▶ [The task] Arrange the material from the line containing "Can you tell me where the tree line" through the line containing "[79,408,93,448]" as a two-column CSV headed text and answer. Give one row per line of wording, paired with everything beneath it up to the next wording line. Put each value in one quoted field, with line breaks replaced by spaces.

▶ [Records shown]
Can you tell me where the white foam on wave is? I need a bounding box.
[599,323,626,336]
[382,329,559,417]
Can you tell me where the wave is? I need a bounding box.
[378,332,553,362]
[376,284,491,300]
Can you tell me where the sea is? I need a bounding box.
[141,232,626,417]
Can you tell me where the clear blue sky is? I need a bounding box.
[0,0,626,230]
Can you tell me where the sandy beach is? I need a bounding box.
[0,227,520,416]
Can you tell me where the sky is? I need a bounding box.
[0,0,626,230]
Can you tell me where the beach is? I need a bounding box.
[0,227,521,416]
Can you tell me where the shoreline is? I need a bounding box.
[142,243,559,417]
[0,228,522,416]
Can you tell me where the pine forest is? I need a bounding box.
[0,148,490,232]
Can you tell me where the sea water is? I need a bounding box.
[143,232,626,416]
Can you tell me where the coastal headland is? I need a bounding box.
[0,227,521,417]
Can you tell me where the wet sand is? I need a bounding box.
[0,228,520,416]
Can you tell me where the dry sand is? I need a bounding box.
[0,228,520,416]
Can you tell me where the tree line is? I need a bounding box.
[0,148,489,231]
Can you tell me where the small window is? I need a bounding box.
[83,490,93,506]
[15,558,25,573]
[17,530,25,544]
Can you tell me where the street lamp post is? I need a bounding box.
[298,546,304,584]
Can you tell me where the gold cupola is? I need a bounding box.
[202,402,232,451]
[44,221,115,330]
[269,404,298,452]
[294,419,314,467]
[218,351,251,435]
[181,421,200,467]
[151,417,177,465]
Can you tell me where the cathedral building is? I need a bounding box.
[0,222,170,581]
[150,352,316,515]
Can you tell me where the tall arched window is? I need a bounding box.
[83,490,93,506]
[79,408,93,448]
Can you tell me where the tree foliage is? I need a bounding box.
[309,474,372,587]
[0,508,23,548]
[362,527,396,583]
--
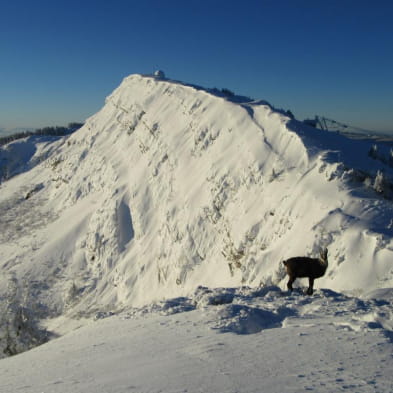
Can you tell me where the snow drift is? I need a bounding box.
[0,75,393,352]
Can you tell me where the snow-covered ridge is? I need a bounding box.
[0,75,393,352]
==
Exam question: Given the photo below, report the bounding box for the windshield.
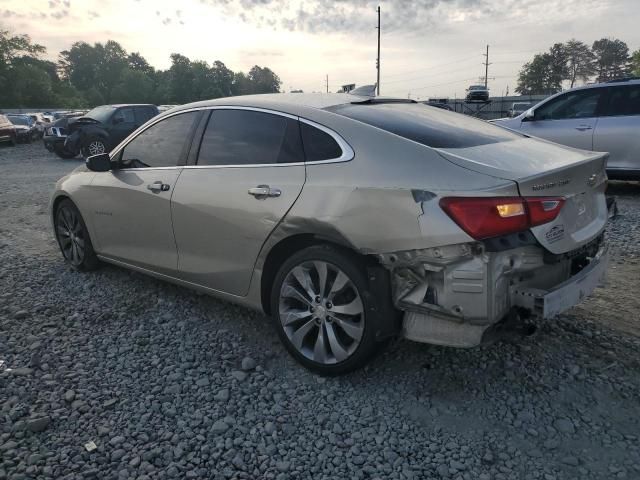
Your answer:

▶ [Response to the task]
text,answer
"Can you tell me where the tree line is? I need a bounding box.","[0,148,489,231]"
"Can you tell me where the small window is? I need a bounding box.","[83,490,93,506] [15,558,25,573] [17,530,25,544]"
"Can you tell me where the street lamp post is? I need a bounding box.","[298,546,304,584]"
"Can you tell me where the gold cupola is? I need a bounding box.","[202,402,232,451] [44,221,115,330] [269,404,298,452] [294,419,314,467] [218,351,251,435] [181,421,200,467] [151,417,177,465]"
"Can you tell me where the cathedral building is? I need a bounding box.","[0,222,170,581] [150,352,316,515]"
"Can you tell me where the tall arched window is? I need a bounding box.","[83,490,93,506] [79,408,93,448]"